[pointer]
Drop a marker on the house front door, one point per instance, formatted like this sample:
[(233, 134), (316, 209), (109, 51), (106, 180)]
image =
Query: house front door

● ● ● ●

Description of the task: In the items above, change each occurrence of "house front door" to "main entrance door" and reproduce all the lines otherwise unaltered.

Answer to this problem:
[pointer]
Drop a marker on the main entrance door, one point per instance, formatted like this sample:
[(233, 134), (316, 209), (109, 51), (106, 180)]
image =
Query: main entrance door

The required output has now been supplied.